TEXTO DE LECTURA:

◆ ◆ ◆ ◆ ◆ ◆ ◆

Enseguida pasaré a las cosas reales, es decir actuales; pues, en verdad, necesito que alguien me salve y sólo tú puedes hacerlo. Quiero hoy decirlo todo. Estoy solo, sin amigos, sin amante, sin perro y sin gato ¿a quién contarle mis penas? No tengo más que el retrato de mi padre, siempre mudo.
Me encuentro en el mismo terrible estado de ánimo que experimenté en el otoño de 1844. Una resignación peor que la indignación.
Pero mi salud física, que necesito para ti, para mí, para mis obligaciones ¡esa sigue siendo la cuestión! Tengo que hablarte de ella por más que tú le prestes tan poca atención. No hablaré de esas afecciones nerviosas que me destruyen día a día y que anulan el ánimo, vómitos, insomnios, pesadillas, desmayos. Con demasiada frecuencia te he hablado de ellas. Pero es inútil usar de pudor contigo. Ya sabes que siendo muy joven tuve una afección virulenta, que más tarde creí totalmente curada. En Dijon, después de 1848, tuve un rebrote. De nuevo se pudo paliar. Ahora vuelve en forma distinta, de manchas en la piel y de una extraordinaria fatiga en todas las articulaciones. Puedes creerme, sé de lo que hablo. Puede ser que dentro de la tristeza en que estoy sumido, el terror me haga creer mayor el mal. Pero necesito un régimen severo, y no es con la vida que llevo como podré librarme de aquello.
Hubo en mi infancia una época de un cariño apasionado hacia ti; escucha y lee sin temor. Nunca te habré dicho tanto. Recuerdo un paseo en simón; acababas de salir de un sanatorio en donde habías estado recluida, y me enseñaste, para demostrarme que habías pensado en tu hijo, unos dibujos a pluma que habías hecho para mí. No dirás que no tengo una memoria tremenda. Más tarde, la plaza de Saint-André-des-Arts y Neuilly. ¡Largos paseos y mimos continuos! Recuerdo aquellos muelles tan tristes en el atardecer. ¡Ah! 
Para mí fue la época feliz de las caricias maternales. Perdóname si llamo época feliz la que sin duda para ti fue tan mala. Pero estaba siempre presente en ti; tú eras únicamente mía. Eras a la vez un ídolo y un compañero. Quizá te sorprenda que pueda hablar con tal pasión de un tiempo tan lejano. Yo mismo estoy sorprendido. Tal vez porque una vez más he acariciado el deseo de morir, cosas tan alejadas se recorten tan nítidamente en mi espíritu.
Más tarde, sabes qué atroz educación quiso tu marido que se me diera; tengo cuarenta años y no puedo pensar sin dolor en los colegios, lo mismo que en el temor que me inspiraba mi padrastro. No obstante le quise y hoy, por lo demás, tengo la suficiente sensatez como para hacerle justicia. Pero es verdad que fue poco hábil hasta la obstinación. No quiero insistir, porque veo lágrimas en tus ojos.

◆ ◆ ◆ ◆ ◆ ◆ ◆

ÍTEMS PROPORCIONADOS:
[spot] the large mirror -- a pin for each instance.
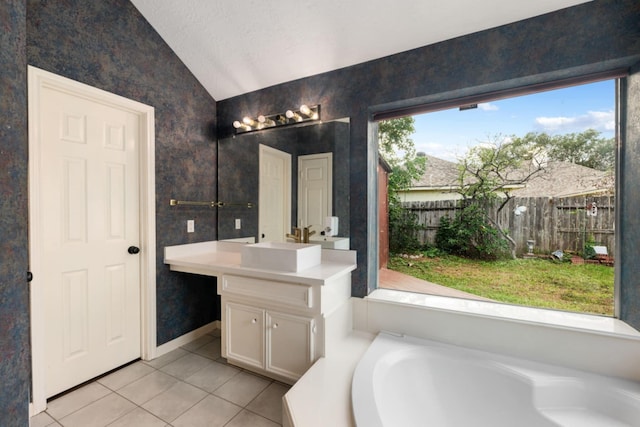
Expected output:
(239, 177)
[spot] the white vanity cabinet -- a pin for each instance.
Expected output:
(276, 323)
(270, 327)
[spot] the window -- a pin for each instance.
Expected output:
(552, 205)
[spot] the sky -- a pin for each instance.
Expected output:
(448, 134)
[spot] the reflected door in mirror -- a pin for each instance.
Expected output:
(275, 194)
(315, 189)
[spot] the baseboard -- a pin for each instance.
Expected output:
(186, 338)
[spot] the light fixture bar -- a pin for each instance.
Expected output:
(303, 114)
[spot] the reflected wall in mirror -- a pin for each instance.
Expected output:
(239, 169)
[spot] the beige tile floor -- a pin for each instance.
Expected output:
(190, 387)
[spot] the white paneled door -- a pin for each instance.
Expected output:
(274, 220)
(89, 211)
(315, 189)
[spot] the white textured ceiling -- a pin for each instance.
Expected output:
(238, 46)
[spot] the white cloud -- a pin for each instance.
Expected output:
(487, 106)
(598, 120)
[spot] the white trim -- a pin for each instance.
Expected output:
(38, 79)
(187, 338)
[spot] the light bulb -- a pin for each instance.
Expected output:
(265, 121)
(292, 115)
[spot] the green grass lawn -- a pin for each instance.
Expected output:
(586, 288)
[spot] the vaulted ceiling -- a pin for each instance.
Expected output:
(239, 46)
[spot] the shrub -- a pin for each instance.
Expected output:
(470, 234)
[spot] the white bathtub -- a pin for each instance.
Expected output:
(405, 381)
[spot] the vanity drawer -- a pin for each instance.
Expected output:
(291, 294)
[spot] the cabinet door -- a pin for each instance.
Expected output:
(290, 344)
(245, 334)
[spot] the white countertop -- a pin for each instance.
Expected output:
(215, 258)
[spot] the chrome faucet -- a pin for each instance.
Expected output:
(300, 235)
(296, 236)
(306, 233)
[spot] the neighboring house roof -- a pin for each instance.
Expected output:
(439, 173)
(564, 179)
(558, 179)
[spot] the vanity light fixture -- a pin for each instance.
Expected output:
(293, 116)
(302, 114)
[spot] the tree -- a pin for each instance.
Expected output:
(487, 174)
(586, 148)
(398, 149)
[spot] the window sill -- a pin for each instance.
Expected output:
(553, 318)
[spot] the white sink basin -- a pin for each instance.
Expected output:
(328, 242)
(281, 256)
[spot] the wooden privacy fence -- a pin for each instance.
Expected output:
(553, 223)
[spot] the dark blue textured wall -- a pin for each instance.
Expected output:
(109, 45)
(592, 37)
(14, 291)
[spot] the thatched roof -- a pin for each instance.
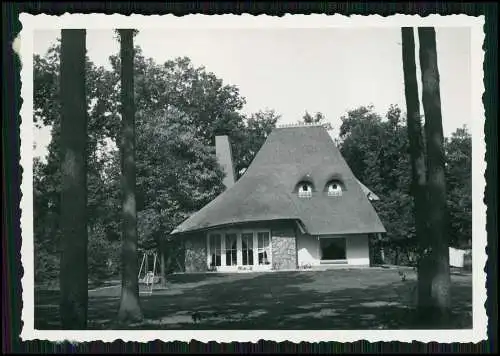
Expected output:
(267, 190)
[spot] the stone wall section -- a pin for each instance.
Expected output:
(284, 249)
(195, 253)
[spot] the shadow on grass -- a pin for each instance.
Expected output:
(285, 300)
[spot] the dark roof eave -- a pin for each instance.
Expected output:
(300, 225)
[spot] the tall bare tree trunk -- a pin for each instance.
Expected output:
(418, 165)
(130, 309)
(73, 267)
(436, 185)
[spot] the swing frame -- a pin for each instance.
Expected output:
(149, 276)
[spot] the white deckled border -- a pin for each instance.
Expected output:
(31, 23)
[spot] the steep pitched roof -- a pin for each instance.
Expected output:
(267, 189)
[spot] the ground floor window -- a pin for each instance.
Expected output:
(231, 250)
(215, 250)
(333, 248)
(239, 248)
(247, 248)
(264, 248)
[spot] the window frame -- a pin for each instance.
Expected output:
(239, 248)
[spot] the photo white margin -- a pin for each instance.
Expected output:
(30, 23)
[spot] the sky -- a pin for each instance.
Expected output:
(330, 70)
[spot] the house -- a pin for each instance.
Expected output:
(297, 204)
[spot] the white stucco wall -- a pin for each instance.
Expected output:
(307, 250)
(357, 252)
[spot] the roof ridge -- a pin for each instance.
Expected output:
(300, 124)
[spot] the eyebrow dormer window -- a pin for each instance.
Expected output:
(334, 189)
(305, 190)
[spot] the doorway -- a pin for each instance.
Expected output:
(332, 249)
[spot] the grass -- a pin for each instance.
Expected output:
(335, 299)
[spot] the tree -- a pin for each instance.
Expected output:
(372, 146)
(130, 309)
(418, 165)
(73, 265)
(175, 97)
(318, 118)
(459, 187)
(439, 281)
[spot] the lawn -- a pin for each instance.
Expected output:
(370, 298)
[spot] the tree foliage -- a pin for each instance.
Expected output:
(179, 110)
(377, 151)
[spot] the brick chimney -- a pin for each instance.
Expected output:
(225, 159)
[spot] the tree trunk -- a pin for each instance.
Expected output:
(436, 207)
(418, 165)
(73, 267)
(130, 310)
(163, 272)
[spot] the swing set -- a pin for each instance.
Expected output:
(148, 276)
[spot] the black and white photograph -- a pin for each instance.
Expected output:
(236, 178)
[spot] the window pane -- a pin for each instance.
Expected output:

◆ ◆ ◆ ◆ ◆ ◆ ◆

TAREAS A REALIZAR:
- a) Reproduce el fragmento de la carta que comienza en "Para mí fue" y termina en "en mi espíritu.".
- b) Responde estas preguntas según la carta:
(i) ¿En qué otoño experimentó quien escribe el mismo estado de ánimo que siente ahora?
(ii) ¿En qué ciudad sufrió un rebrote de su afección después de 1848?
(iii) ¿Cuántos años dice tener?

SOLUCIONES:
- a)
Para mí fue la época feliz de las caricias maternales. Perdóname si llamo época feliz la que sin duda para ti fue tan mala. Pero estaba siempre presente en ti; tú eras únicamente mía. Eras a la vez un ídolo y un compañero. Quizá te sorprenda que pueda hablar con tal pasión de un tiempo tan lejano. Yo mismo estoy sorprendido. Tal vez porque una vez más he acariciado el deseo de morir, cosas tan alejadas se recorten tan nítidamente en mi espíritu.

- b)
(i) En el otoño de 1844.
(ii) En Dijon.
(iii) Cuarenta años.